======== Text under study

Fine-Tuning MRI Techniques to Help Patients
July 25, 2014
Advances in neuroimaging have revolutionized the way we look at and understand neurodegenerative diseases and have laid the foundation for developing new ways to help patients who suffer from them.
These advances have given us unique insight into the development and progression of brain lesions, brain atrophy and more targeted therapeutic responses. Detecting such brain changes and unraveling patterns in them using different MRI techniques is the focus of Vasiliki Ikonomidou's work.
Ikonomidou is an assistant professor in Mason's Bioengineering Department and has a joint appointment in the Electrical and Computer Engineering Department in the Volgenau School of Engineering.
She came to Mason in 2009 from the National Institute of Neurological Disorders and Stroke (NINDS) where she had worked under Jeff Duyn in the Laboratory for Functional and Molecular Imaging, Advanced MRI Section, developing high-contrast anatomical MRI techniques. From 2006 on — as part of the Neuroimmunology Branch of NINDS — she specialized in brain imaging, using MRI and positron-emission tomography, in patients with multiple sclerosis (MS).
Ikonomidou calls her general research area "Data Mining in Neuroimaging Datasets" — the extraction of patterns from neuroimaging datasets that are indicative of disease or its progression.
Her research involves big data on many different levels — myriad images consisting of gigabytes of data from which features are extracted, which, in turn, are broken down into categories such as volume, intensity values and levels/growth of lesions.
Using image and signal processing, as well as data mining techniques, she and her students sift through these endless numbers to find algorithms, hoping that these searches will at some point be automated and programmed to help doctors deliver fast and reliable diagnoses.
But big data is not the only challenge in her research: "MS is a kind of random disease," says Ikonomidou. Not only is it hard to project outcomes, but there are always unexpected surprises in the way MS takes its course in patients, although "there is some order there," she says.

================
======== Input data

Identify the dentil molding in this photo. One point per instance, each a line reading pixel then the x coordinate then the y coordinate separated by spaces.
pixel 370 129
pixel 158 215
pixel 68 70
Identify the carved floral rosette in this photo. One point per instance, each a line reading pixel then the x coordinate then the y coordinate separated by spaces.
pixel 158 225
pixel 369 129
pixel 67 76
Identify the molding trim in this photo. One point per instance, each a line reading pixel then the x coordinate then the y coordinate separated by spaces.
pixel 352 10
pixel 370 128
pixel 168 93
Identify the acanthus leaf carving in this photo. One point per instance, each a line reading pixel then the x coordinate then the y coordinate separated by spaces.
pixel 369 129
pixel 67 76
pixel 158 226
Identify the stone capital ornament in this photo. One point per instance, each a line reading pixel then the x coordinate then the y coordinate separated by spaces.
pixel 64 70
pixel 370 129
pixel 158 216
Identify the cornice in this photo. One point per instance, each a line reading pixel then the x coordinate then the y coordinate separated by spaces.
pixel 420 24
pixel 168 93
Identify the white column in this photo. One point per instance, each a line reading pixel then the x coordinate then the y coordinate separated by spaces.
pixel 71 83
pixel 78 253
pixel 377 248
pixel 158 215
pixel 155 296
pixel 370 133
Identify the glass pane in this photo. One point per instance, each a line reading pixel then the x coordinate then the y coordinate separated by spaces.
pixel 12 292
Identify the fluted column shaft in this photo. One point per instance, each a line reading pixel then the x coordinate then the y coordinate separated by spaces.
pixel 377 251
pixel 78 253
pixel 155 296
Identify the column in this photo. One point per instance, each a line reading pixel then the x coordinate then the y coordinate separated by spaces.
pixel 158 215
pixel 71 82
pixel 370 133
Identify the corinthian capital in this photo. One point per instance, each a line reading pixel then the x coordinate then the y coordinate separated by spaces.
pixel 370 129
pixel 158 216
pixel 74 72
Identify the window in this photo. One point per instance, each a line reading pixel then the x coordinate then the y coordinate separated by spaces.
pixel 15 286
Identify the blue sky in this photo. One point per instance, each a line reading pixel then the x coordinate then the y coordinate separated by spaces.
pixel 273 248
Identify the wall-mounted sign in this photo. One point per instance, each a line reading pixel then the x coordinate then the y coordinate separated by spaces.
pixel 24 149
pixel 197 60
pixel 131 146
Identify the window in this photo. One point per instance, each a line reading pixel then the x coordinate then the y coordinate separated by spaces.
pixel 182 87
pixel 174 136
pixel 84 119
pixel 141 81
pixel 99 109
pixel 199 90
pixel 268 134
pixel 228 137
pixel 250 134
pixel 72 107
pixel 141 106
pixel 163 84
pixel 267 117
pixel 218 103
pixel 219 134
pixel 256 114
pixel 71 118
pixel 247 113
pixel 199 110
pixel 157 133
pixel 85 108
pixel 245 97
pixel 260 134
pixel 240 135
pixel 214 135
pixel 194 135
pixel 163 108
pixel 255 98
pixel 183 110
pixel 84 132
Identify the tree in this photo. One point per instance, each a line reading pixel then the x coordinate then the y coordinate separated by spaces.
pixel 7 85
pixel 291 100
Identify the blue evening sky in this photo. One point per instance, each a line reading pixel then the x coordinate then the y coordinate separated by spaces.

================

Rewrite the passage of the MRI article between "Ikonomidou calls her" and "levels/growth of lesions.", inclusive, substituting "terabytes" for "gigabytes".

- _Exercise solution_:
Ikonomidou calls her general research area "Data Mining in Neuroimaging Datasets" — the extraction of patterns from neuroimaging datasets that are indicative of disease or its progression.
Her research involves big data on many different levels — myriad images consisting of terabytes of data from which features are extracted, which, in turn, are broken down into categories such as volume, intensity values and levels/growth of lesions.